SOURCE PASSAGE.
▼
Showing posts with label Open Access. Show all posts
Showing posts with label Open Access. Show all posts

Monday, November 25, 2013

AAA 2013, Anthropology and Open Access



Just back from the American Anthropological Meetings in Chicago and I am so amazingly glad I went.  Library and IT conferences are a part of my professional rounds these days, but there is something so comforting about being surrounded by friends and colleagues to whom I don't have to explain myself.  We can just have conversations (so many conversations!) starting off from our common ground as anthropologists.  It's such a freeing feeling.  I am already looking forward to being in DC for AAA2014.

I was particularly energized by the panels I went to, and I will talk about the second one more in part because it was such a surprise to me.  When I saw the title, "The Future of Writing and Reading in The Digital and Open Access Eras," I was worried, because much of what I'd been hearing about Open Access from my colleagues in anthropology was full of worry and pessimism, not to mention themes that appeared to be straight out of some publishers' handbooks.  I had a pre-panel chat with my colleague Juliann Couture, who is the ACRL liaison to the AAAs as well as social science librarian at the University of  Colorado, Boulder.  We went over all of the things that we wished the panel would be about (but were afraid it would not be).  And then we went to the panel, and Tom Boellstorff from UC Irvine got up and said everything we had wished for.  I live-tweeted it.  I wanted to stand up at the end of his part of the panel and shout AMEN.
▲
[Dataset entries]
▼
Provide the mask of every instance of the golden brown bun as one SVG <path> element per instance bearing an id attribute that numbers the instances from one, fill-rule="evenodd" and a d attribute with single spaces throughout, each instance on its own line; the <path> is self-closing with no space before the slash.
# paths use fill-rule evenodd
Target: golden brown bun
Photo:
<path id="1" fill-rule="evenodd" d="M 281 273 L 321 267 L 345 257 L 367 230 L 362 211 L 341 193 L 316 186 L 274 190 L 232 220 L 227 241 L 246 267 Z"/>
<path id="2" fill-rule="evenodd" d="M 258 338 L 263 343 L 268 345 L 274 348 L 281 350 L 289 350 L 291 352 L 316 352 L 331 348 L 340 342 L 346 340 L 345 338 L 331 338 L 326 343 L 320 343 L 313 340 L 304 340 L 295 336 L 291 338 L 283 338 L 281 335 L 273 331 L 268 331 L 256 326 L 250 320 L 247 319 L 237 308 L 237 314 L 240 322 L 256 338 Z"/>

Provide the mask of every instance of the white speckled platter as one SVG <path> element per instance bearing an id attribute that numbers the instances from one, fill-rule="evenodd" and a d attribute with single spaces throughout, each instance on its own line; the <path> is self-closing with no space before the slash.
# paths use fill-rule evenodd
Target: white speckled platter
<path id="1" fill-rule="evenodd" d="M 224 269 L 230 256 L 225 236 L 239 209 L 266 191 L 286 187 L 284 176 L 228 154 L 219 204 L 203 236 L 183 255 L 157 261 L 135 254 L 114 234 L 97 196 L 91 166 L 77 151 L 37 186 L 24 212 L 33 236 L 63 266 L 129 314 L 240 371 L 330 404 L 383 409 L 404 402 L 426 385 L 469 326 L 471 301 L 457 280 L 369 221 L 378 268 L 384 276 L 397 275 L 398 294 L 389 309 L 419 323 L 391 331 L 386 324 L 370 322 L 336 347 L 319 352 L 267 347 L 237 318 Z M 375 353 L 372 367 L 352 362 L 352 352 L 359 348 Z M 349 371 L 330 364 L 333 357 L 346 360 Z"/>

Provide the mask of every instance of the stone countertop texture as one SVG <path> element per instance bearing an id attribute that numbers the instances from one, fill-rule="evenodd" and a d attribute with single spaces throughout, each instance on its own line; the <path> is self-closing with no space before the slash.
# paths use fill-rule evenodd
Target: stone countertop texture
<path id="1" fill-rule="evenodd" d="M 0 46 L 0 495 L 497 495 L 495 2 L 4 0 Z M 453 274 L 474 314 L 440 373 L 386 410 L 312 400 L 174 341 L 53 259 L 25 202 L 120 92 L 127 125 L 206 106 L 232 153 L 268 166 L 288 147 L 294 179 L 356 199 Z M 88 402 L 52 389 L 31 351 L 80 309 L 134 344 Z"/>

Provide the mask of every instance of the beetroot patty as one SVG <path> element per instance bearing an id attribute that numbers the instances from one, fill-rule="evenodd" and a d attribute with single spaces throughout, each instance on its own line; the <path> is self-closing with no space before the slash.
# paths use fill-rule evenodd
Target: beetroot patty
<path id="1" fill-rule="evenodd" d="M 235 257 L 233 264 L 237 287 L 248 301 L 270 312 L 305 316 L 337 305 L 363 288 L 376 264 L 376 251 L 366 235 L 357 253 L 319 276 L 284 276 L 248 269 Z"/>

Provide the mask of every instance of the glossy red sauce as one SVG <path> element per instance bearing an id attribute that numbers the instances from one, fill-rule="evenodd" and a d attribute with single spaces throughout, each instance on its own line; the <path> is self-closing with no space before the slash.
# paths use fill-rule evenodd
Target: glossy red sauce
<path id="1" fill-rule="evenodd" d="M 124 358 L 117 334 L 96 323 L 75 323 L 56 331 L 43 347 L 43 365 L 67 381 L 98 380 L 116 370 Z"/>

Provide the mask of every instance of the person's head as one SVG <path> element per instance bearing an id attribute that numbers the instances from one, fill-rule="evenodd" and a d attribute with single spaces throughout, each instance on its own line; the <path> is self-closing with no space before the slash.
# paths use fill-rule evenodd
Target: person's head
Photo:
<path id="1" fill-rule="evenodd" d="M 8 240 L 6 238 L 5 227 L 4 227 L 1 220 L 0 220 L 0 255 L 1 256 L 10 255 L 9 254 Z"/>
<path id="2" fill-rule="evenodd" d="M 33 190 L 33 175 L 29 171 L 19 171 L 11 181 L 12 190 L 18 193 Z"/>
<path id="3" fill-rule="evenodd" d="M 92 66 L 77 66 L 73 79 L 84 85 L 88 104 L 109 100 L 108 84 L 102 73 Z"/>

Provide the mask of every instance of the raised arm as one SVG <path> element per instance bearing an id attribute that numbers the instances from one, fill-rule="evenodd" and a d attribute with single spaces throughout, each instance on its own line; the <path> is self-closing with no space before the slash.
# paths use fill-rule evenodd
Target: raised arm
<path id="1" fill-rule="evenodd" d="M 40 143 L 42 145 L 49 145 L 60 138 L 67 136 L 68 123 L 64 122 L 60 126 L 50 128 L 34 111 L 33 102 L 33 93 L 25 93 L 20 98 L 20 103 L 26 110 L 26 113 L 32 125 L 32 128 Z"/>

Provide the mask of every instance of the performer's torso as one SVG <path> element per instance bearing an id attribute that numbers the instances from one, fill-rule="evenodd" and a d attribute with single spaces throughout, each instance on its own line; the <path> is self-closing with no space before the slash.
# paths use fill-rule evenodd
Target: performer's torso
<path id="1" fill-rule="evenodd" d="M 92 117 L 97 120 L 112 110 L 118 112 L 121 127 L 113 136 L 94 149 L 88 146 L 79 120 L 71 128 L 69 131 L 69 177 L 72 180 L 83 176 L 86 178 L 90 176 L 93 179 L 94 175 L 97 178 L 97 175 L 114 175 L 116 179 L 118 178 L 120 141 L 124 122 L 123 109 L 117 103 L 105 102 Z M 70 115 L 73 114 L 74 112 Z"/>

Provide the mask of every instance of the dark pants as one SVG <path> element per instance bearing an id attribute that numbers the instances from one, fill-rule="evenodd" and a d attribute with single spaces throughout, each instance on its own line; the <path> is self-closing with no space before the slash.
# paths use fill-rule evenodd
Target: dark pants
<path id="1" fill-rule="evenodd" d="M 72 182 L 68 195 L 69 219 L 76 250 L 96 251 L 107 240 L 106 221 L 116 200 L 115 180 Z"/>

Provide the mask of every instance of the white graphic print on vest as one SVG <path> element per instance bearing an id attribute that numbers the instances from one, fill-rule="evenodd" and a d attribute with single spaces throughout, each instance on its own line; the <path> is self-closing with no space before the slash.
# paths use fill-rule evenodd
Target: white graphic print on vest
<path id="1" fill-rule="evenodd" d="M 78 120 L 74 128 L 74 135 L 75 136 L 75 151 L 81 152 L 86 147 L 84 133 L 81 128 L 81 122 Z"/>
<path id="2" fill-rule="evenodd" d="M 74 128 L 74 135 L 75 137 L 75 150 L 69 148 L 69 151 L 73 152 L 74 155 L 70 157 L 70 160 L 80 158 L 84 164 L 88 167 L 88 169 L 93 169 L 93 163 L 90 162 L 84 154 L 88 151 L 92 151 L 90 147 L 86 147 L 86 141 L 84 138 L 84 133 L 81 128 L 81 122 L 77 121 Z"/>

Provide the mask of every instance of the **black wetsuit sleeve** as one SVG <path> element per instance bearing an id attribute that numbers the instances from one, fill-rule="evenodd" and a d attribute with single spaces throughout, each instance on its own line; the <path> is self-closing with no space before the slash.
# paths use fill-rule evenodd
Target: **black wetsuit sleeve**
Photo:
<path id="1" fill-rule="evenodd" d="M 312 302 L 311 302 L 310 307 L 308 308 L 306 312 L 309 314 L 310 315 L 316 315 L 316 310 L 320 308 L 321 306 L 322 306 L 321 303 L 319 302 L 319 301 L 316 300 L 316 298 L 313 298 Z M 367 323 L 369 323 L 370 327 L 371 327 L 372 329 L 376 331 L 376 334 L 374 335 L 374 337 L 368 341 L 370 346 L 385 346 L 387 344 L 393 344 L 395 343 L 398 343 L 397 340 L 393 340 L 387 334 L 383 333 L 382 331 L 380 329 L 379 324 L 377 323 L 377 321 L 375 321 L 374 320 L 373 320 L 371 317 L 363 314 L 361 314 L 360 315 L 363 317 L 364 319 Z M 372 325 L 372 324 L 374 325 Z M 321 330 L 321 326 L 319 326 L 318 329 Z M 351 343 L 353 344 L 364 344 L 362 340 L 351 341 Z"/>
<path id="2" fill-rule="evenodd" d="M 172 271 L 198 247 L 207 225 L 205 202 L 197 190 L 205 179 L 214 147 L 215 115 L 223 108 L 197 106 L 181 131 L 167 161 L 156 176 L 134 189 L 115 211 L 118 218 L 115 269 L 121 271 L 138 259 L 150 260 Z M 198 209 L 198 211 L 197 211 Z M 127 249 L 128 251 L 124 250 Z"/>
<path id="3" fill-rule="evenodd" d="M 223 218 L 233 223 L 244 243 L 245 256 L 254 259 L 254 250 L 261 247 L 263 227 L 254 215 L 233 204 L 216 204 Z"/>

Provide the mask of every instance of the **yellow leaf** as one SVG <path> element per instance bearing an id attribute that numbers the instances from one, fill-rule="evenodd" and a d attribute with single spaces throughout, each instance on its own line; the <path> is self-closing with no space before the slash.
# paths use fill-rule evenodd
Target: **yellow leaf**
▲
OBJECTIVE 1.
Answer these questions from the blog post on the AAA 2013 meetings:
(a) In which city were the American Anthropological Meetings held?
(b) What two roles does Juliann Couture hold?
(c) Which speaker, from which institution, said everything the writer had wished the panel would cover?
OBJECTIVE 2.
Carry on the blog post about the AAA 2013 meetings and open access, starting after its final sentence.

FINAL RESULT 1.
(a) Chicago.
(b) She is the ACRL liaison to the AAAs and social science librarian at the University of Colorado, Boulder.
(c) Tom Boellstorff from UC Irvine.

FINAL RESULT 2.
The above tweet gets at some of what we are starting to talk about in the Visitors and Residents 
 project, how online forms of communication, scholarly production, and community have the potential to fundamentally transform notions of where scholarly authority, trust, and value lie.  Where before it has been associated with institutions such as universities and publishers, altmetrics and social media give us the possibility of individuals as their own authoritative selves, independent of institutions.






The subsequent speakers were equally thoughtful, if a bit more cautious about some aspects of OA.  The fact that Gustavo Lins Ribeiro and  Giovanni Da Col are in university contexts outside of the US contributed a great deal to the critical eye they brought to the peculiarly market-driven narrative around OA in the US, and how problematic that is.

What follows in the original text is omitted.